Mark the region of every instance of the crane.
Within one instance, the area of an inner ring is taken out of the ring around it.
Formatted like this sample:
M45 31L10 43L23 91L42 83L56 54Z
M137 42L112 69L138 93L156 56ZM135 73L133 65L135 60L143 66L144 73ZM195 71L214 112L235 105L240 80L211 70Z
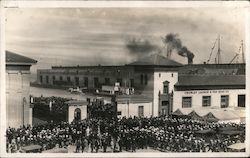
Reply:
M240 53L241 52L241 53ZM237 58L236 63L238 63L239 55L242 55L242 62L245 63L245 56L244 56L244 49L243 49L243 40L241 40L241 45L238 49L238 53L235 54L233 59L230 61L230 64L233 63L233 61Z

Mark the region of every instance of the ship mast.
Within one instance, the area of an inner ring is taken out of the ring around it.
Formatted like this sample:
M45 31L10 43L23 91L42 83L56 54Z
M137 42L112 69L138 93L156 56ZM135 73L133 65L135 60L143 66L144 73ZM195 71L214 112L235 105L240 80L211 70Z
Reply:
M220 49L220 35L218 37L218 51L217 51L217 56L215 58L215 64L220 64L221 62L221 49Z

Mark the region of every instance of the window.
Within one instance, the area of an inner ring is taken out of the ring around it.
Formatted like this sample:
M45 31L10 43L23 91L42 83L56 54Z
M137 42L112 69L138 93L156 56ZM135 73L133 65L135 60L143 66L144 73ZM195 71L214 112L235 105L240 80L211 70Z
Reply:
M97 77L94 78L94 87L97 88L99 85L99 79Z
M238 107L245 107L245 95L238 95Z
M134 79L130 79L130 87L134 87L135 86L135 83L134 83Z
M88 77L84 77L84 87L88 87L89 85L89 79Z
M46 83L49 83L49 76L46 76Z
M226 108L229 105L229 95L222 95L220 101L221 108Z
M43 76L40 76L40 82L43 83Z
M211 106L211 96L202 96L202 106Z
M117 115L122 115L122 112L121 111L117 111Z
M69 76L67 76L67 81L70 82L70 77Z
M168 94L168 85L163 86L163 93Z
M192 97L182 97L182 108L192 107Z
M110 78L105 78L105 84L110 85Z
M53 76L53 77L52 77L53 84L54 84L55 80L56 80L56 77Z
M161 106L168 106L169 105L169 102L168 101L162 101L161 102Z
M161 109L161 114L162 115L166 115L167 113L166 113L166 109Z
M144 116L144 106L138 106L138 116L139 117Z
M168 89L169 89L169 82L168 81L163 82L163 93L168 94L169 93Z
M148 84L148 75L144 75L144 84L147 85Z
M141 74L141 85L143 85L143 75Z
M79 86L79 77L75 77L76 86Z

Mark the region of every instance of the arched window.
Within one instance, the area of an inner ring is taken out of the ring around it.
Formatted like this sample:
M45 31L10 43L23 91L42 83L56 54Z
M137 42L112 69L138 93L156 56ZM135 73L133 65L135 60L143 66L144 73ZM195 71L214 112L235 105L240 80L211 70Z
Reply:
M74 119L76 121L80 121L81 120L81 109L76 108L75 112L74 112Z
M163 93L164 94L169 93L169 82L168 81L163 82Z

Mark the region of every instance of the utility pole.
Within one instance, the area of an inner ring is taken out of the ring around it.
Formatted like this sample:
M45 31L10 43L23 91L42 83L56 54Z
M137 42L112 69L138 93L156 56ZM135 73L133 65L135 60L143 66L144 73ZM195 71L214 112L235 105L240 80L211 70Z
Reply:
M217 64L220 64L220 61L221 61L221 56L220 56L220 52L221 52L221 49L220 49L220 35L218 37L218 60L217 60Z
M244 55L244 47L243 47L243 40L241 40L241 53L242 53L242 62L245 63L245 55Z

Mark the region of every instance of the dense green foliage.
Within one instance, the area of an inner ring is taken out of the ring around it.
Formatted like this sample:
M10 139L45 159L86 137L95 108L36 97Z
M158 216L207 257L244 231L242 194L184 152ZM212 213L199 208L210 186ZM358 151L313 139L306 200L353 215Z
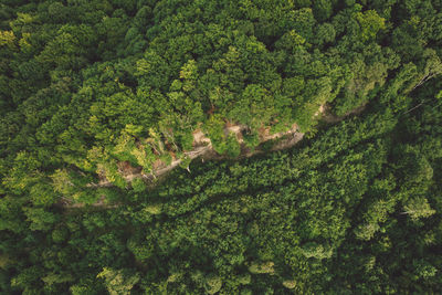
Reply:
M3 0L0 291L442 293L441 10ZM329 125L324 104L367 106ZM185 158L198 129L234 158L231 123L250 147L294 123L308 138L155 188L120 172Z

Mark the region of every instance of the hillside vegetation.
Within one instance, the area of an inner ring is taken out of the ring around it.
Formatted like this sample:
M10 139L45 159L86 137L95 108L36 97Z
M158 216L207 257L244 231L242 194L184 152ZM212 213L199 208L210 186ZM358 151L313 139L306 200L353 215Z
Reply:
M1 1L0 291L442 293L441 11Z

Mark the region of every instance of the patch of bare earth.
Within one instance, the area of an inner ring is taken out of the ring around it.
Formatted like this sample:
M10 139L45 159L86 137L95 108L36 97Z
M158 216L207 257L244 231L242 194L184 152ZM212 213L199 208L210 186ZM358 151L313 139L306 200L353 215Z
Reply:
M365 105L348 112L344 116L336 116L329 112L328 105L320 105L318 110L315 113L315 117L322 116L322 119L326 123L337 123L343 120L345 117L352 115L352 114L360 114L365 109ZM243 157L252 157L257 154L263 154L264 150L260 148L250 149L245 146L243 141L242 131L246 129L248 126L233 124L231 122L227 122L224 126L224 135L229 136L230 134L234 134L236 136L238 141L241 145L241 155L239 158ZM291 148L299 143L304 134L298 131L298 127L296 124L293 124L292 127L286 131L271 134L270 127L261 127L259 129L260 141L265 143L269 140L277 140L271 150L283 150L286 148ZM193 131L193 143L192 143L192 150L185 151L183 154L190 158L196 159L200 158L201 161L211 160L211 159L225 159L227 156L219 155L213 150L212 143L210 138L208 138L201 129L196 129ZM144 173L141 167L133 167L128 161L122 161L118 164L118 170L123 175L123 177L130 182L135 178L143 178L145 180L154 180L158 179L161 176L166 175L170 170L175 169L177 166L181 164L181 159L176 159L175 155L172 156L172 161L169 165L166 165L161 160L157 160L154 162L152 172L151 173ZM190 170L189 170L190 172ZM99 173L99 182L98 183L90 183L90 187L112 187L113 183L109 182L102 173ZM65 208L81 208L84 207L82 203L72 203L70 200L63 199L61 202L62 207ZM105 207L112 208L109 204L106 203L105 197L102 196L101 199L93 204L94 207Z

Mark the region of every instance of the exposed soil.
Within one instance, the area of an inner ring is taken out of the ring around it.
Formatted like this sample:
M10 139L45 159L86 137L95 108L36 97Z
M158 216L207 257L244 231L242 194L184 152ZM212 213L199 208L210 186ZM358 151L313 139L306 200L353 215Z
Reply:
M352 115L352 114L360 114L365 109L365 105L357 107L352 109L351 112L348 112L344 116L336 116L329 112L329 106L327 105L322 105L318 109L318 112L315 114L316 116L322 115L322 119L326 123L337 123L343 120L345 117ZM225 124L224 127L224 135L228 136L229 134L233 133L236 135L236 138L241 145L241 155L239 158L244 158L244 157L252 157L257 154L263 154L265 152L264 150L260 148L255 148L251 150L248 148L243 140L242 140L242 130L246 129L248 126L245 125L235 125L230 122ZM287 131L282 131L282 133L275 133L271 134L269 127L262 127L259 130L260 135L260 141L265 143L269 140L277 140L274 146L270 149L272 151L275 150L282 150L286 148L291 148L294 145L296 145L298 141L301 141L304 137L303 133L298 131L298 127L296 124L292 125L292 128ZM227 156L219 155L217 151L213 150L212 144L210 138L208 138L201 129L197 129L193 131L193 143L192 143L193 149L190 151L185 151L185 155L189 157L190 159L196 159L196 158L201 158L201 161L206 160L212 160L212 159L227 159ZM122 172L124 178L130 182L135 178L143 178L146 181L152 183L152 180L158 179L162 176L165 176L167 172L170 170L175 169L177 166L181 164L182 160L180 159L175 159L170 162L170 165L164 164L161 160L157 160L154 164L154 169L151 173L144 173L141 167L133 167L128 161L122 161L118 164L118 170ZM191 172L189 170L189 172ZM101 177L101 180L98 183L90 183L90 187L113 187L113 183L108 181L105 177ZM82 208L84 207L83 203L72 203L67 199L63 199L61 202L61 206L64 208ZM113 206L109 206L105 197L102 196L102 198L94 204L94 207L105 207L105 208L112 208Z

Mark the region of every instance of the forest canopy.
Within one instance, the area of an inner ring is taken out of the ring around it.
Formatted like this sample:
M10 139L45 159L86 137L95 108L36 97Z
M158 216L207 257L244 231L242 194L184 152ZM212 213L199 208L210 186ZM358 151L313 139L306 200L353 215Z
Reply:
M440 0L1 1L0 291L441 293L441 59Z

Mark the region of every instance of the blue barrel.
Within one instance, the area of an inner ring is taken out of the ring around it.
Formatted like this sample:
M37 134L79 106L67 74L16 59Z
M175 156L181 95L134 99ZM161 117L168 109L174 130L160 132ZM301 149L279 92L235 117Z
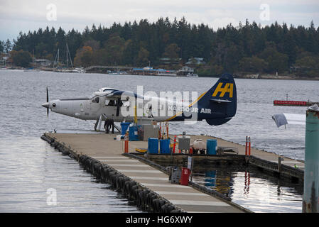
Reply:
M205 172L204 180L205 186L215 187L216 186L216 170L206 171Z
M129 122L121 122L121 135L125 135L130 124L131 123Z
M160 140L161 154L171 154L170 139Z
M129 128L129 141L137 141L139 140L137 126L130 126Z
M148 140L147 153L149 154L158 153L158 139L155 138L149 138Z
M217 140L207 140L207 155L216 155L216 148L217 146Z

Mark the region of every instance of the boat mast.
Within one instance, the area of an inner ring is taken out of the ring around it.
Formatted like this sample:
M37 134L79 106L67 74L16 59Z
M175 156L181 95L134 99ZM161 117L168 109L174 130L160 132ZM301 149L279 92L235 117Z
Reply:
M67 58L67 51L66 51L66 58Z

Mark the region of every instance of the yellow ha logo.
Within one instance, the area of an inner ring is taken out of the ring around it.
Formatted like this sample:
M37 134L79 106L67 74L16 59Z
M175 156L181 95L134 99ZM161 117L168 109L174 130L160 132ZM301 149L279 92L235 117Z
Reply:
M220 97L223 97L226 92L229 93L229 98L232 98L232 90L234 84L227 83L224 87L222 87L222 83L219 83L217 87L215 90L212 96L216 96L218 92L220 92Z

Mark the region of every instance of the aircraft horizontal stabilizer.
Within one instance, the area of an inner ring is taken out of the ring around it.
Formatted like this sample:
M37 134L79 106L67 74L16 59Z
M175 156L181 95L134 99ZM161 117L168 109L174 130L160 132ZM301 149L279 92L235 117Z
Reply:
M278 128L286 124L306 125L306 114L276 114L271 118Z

■ ■ ■ ■ ■ ■ ■

* **Directions**: Copy word for word the part of the records above that opens with the line containing "Mark the region of every instance of the utility" and closes with the line containing "M217 64L220 64L220", both of those lines included.

* **Output of the exercise**:
Mark the region of every instance of the utility pole.
Within one instance, the area of an inner ring is taken out of the ring around it.
Formatted like this sample:
M45 31L10 43L23 91L42 83L56 54Z
M137 42L112 69L138 93L156 56ZM135 73L133 65L135 60L143 66L144 73ZM195 71L214 112L235 105L240 80L211 70Z
Reply:
M217 64L220 64L220 61L221 61L221 56L220 56L220 52L221 52L221 49L220 49L220 35L218 37L218 60L217 60Z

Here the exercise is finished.